- **EXERCISE PROMPT**
Below you will find a set of lines. Repeat them all exactly.

- **GIVEN RECORDS**
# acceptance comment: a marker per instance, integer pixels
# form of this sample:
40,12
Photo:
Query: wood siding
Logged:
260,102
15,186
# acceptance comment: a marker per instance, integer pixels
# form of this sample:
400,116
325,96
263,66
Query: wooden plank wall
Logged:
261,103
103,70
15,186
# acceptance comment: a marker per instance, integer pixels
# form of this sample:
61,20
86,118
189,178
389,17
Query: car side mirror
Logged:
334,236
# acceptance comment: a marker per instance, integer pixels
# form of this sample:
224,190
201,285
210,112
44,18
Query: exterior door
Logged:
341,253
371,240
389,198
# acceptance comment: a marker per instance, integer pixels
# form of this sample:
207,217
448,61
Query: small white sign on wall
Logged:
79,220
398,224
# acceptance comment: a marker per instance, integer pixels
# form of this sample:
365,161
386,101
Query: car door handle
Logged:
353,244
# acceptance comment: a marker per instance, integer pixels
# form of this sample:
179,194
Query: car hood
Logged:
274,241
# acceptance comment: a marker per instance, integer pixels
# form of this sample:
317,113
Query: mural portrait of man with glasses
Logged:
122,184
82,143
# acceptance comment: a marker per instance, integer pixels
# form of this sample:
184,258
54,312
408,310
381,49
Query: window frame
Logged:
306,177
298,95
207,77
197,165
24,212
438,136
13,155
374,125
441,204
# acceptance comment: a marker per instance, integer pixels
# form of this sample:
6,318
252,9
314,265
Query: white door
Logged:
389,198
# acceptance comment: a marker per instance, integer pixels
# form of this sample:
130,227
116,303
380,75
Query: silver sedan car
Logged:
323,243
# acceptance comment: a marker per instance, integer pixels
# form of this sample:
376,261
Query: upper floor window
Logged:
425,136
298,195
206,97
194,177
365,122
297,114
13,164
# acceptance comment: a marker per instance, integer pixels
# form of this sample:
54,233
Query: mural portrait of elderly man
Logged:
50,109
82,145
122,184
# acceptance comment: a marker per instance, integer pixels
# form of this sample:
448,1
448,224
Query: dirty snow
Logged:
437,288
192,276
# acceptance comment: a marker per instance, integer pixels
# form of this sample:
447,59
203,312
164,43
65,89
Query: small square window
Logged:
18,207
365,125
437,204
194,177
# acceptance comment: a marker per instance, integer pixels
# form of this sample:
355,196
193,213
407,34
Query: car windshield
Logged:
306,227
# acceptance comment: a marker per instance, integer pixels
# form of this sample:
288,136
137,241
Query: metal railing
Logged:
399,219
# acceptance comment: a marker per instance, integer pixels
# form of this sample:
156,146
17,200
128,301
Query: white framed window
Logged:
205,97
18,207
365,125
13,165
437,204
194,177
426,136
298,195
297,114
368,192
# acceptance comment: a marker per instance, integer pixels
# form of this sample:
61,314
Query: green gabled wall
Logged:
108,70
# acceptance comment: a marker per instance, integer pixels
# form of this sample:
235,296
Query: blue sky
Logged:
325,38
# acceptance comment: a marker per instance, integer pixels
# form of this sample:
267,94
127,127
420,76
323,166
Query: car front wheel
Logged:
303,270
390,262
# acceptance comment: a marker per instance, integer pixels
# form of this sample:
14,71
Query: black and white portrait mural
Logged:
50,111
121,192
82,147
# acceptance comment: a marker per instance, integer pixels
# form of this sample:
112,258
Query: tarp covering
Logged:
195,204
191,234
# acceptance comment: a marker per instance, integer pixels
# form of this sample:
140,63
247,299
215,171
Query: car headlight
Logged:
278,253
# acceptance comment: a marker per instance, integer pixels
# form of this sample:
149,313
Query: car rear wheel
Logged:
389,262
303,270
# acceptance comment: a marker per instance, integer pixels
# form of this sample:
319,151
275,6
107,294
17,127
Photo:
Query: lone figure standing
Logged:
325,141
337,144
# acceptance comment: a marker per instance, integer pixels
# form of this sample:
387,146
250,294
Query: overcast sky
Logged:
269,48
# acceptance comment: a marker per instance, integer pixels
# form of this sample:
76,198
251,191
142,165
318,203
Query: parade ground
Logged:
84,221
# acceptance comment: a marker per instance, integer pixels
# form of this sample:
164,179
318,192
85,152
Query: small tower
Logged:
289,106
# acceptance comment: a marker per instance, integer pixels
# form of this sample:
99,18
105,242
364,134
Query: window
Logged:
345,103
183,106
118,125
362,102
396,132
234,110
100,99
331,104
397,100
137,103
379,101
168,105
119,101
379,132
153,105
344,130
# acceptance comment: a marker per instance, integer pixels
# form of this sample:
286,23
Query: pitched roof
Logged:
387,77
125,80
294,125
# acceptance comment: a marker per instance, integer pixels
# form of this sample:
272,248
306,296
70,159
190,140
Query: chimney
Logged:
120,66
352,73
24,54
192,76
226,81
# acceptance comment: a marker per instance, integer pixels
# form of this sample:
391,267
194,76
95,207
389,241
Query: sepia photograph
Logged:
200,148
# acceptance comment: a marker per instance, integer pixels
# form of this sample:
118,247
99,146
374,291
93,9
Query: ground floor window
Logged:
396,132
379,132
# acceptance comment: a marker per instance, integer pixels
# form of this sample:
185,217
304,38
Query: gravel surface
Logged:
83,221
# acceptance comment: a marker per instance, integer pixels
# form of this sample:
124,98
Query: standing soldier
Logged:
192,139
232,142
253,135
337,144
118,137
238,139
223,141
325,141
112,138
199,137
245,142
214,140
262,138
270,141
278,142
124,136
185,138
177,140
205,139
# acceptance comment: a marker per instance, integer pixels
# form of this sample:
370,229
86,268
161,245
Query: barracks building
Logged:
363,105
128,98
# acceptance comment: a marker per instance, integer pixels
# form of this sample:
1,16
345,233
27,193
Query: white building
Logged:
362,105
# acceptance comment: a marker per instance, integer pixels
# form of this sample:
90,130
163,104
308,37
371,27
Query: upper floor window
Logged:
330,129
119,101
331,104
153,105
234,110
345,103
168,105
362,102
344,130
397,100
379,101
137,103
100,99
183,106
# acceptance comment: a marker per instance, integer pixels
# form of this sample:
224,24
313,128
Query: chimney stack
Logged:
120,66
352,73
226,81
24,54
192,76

- **ANSWER BOX**
# acceptance comment: a marker per instance, integer pixels
# form of this sample:
40,12
Photo:
Query: wood siding
Logged:
260,102
15,186
# acceptance comment: a marker per instance, integer pixels
# form of this sample:
400,116
325,96
263,66
Query: wooden plank wall
Logged:
261,103
103,70
15,186
# acceptance comment: a marker per instance, integer pixels
# form of this sample:
61,20
86,118
189,178
389,17
Query: car side mirror
Logged:
334,236
# acceptance comment: a marker per instance, integer pixels
# form of this sample:
224,190
201,285
210,112
44,18
Query: exterior door
Logged:
341,253
371,240
389,198
# acceptance comment: a marker per instance, integer pixels
# form of this sample:
207,217
448,61
Query: small white sign on wall
Logged:
79,220
398,224
# acceptance comment: a marker per instance, integer pixels
# form of this sample:
365,161
386,101
Query: car door handle
Logged:
353,244
# acceptance comment: a marker per instance, integer pixels
# form of this sample:
179,194
Query: car hood
Logged:
274,241
# acceptance comment: a marker per instance, integer pixels
# form of this sample:
317,113
Query: mural portrait of man with glasses
Logged:
122,184
82,143
# acceptance comment: a marker per instance, integer pixels
# form of this sample:
184,258
54,312
408,310
381,49
Query: window frame
Logged:
306,177
298,95
207,77
197,165
24,212
438,136
13,155
374,125
441,204
# acceptance comment: a marker per instance, integer pixels
# form of this sample:
6,318
252,9
314,265
Query: white door
Logged:
389,198
# acceptance comment: a marker per instance, integer pixels
# form of this sample:
130,227
116,303
380,75
Query: silver sedan car
Logged:
323,243
# acceptance comment: a marker per instance, integer pixels
# form of this sample:
376,261
Query: upper floor window
Logged:
425,136
298,195
206,97
194,177
365,122
297,114
13,164
# acceptance comment: a marker per instance, integer pixels
# form of this sample:
54,233
Query: mural portrait of elderly man
Logged:
50,109
82,145
122,184
# acceptance comment: a marker per instance, integer pixels
# form of this sample:
448,1
448,224
Query: dirty snow
Logged:
437,288
192,276
# acceptance comment: a marker per instance, integer pixels
# form of this sample:
447,59
203,312
164,43
65,89
Query: small square window
Logged:
18,207
365,125
437,204
194,177
# acceptance comment: a marker per instance, integer pixels
# form of this sample:
355,196
193,213
407,34
Query: car windshield
Logged:
306,227
# acceptance comment: a marker per instance, integer pixels
# form of this sample:
288,136
137,241
Query: metal railing
Logged:
399,219
# acceptance comment: a marker per instance, integer pixels
# form of this sample:
156,146
17,200
128,301
Query: white framed window
Logged:
205,97
18,207
365,125
13,165
437,204
194,177
426,136
298,195
297,114
368,192
# acceptance comment: a marker per instance, integer pixels
# form of this sample:
61,314
Query: green gabled wall
Logged:
108,70
# acceptance comment: a marker per instance, integer pixels
# form of this sample:
235,296
Query: blue sky
Logged:
325,38
# acceptance comment: a marker per instance, integer pixels
# form of this sample:
267,94
127,127
420,76
323,166
Query: car front wheel
Logged:
303,270
390,262
# acceptance comment: a marker per instance, integer pixels
# form of this sample:
14,71
Query: black and white portrait mural
Logged:
50,111
121,192
82,147
# acceptance comment: a marker per instance, integer pixels
# form of this sample:
112,258
Query: tarp covering
Logged:
195,204
191,234
# acceptance comment: a marker per instance, integer pixels
# form of this sample:
140,63
247,299
215,171
Query: car headlight
Logged:
278,253
# acceptance comment: a marker per instance, integer pixels
# form of this sample:
149,313
Query: car rear wheel
Logged:
389,262
303,270
# acceptance comment: a marker per instance, integer pixels
# form of this sample:
319,151
275,6
107,294
17,127
Photo:
Query: lone figure standing
Logged:
325,141
337,144
# acceptance comment: a marker per instance, integer pixels
# form of this sample:
387,146
250,294
Query: overcast sky
Logged:
269,48
# acceptance comment: a marker per instance, integer pixels
# form of this sample:
76,198
251,191
142,165
318,203
Query: parade ground
Logged:
84,221
# acceptance comment: a marker per instance, integer pixels
# form of this sample:
164,179
318,192
85,152
Query: small tower
Logged:
289,106
# acceptance comment: a marker per instance, integer pixels
# form of this sample:
99,18
105,242
364,134
Query: window
Logged:
345,103
183,106
118,125
362,102
396,132
234,110
100,99
331,104
397,100
137,103
379,101
168,105
119,101
379,132
153,105
344,130
# acceptance comment: a marker per instance, integer pixels
# form of this sample:
286,23
Query: pitched roof
Logged:
387,77
125,80
294,125
# acceptance comment: a marker per instance, integer pixels
# form of this sample:
272,248
306,296
70,159
190,140
Query: chimney
Logged:
120,66
352,73
24,54
192,76
226,81
# acceptance comment: a marker per instance, integer pixels
# form of this sample:
391,267
194,76
95,207
389,241
Query: sepia photograph
Logged:
200,148
# acceptance comment: a marker per instance, integer pixels
# form of this sample:
118,247
99,146
374,291
93,9
Query: ground floor window
Logged:
396,132
379,132
# acceptance comment: a marker per instance, integer pixels
# form of this sample:
185,217
304,38
Query: gravel surface
Logged:
83,221
# acceptance comment: a marker per instance, integer pixels
# form of this sample:
124,98
Query: standing soldier
Logged:
192,139
232,142
253,135
337,144
118,137
238,139
223,141
325,141
112,138
199,137
245,142
214,140
262,138
270,141
278,142
124,136
185,138
177,140
205,139
# acceptance comment: a marker per instance, integer pixels
# form of this sample:
370,229
86,268
161,245
Query: barracks building
Logged:
363,105
128,98
# acceptance comment: a marker per instance, integer pixels
# form of this sample:
1,16
345,233
27,193
Query: white building
Logged:
362,105
# acceptance comment: a marker per instance, integer pixels
# form of this sample:
90,130
163,104
308,37
371,27
Query: upper floor window
Logged:
330,129
119,101
331,104
153,105
234,110
345,103
168,105
362,102
344,130
397,100
379,101
137,103
100,99
183,106
# acceptance comment: a marker per instance, integer pixels
# form of this sample:
224,24
313,128
Query: chimney stack
Logged:
120,66
352,73
226,81
24,54
192,76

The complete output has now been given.